> Task prompt: Write the next part of the text on menopause hormone therapy and aging skin, picking up after its last sentence.

> Given passage:
****************
Prevent Aging With Menopause
Menopause hormone therapy has been a long debated subject. Some believe that it is unnatural, others that it could be harmful to the body, and still others believe that it is absolutely necessary. Of course, for this article, it is approached only from a wrinkle and skin related area. The signs of menopause are numerous and include hot flashes, night sweats, irregular and erratic periods, loss of libido, sleep disorders, lack of concentration, memory loss, dizziness, weight gain, bloating, inconsistence, brittle nails, allergies, odor changes, erratic heartbeat, depression, anxiety, panic disorders, irritability, breast pain, headaches, joint pain, burning tongue, digestive issues, gum problems, dry and itchy skin, muscle tension, tingling hands and feet, and osteoporosis later on.
There are 3 types of basic hormone therapy. You can combine estrogen and progestin, get just estrogen, or get just progestin. The difference in therapy would depend on the individual. And in terms of safety, not everybody is actually a good candidate for hormone therapy. So that would be something to consult with your doctor about.
****************
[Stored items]

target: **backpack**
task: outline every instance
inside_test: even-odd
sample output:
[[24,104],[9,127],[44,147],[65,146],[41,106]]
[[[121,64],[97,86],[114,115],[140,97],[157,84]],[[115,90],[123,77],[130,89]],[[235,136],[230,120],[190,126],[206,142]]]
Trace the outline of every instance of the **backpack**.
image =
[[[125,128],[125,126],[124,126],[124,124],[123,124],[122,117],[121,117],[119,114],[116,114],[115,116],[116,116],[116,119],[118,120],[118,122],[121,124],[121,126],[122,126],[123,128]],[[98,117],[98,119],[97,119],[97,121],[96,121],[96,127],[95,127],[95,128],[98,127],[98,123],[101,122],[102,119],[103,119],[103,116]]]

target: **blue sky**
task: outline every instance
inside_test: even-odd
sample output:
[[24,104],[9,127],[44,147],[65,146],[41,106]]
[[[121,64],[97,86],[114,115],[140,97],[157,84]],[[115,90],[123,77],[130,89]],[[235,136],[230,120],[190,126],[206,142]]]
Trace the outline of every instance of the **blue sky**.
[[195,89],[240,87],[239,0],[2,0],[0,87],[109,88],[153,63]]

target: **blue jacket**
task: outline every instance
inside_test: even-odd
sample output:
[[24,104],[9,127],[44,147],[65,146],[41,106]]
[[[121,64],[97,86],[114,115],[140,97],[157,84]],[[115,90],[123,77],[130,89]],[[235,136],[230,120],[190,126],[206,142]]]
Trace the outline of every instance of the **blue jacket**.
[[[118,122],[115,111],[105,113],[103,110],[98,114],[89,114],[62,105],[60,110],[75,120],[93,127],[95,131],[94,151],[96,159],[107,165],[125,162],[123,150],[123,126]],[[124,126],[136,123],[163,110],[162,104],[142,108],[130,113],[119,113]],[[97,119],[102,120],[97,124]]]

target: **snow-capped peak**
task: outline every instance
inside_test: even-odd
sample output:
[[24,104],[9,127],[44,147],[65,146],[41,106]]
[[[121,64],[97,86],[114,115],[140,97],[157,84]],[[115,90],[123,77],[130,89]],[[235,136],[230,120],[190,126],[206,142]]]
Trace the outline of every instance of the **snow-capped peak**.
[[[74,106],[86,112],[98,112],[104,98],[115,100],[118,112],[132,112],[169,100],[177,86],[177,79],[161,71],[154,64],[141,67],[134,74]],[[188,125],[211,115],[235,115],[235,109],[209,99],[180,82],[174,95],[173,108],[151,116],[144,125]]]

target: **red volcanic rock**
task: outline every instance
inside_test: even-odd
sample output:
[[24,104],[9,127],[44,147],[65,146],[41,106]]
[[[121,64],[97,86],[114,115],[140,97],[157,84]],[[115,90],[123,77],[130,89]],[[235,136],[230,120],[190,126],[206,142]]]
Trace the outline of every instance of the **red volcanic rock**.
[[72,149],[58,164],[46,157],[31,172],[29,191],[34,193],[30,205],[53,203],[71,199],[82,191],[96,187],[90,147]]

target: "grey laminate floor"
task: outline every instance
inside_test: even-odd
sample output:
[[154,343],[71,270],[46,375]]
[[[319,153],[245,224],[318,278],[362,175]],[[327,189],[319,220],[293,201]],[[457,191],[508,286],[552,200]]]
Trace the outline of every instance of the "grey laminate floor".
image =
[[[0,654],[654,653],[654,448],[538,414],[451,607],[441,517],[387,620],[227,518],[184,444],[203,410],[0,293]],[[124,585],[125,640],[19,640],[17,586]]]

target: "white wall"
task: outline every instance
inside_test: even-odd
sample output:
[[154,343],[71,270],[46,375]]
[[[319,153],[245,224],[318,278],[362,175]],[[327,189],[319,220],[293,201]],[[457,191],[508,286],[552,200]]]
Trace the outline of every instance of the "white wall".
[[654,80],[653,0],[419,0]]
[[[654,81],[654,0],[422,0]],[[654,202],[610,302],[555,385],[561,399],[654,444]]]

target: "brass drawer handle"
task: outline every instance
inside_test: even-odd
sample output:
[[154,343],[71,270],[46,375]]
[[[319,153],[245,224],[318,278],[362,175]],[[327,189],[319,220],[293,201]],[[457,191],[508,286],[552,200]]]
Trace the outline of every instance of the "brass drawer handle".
****************
> Answer for this exercise:
However, from a wrinkle related standpoint, they recently conducted a study comparing women who had undergone hormone therapy to those who did not several years after menopause had hit. According to a report published in the August 2005 Fertility and Sterility Journal, reports showed that long term hormone replacement therapy actually reduced wrinkles and skin rigidity in postmenopausal women. According to Hugh S Taylor MD, associate professor at the Division of Reproductive Endocrinology and Infertility at the Department of Obstetrics, Gynecology & Reproductive Sciences at the Yale School of Medicine, “These benefits were seen in women who had consistently used hormone therapy and had been in menopause for at least five years.”
There are things to be remembered. Hormone therapy does not reduce wrinkles or make them “melt away” as some might mistakenly think. It only prevents them. It makes those wrinkles and other signs of aging that often suddenly develop during menopause less likely and severe, and it keeps skin rather elastic. Taylor and his team compared 11 women who had not used hormone therapy to 9 women who had to find these results. These women generally fell into the same age range, skin type, race, sun exposure level, tobacco use, sunscreen use, and otherwise to level out the playing field to judge just based on this one element, measuring skin wrinkles at 11 facial locations. A surgeon with no knowledge as to which women were which was then asked to objectively rate their wrinkles in terms of severity while also actively measuring elasticity.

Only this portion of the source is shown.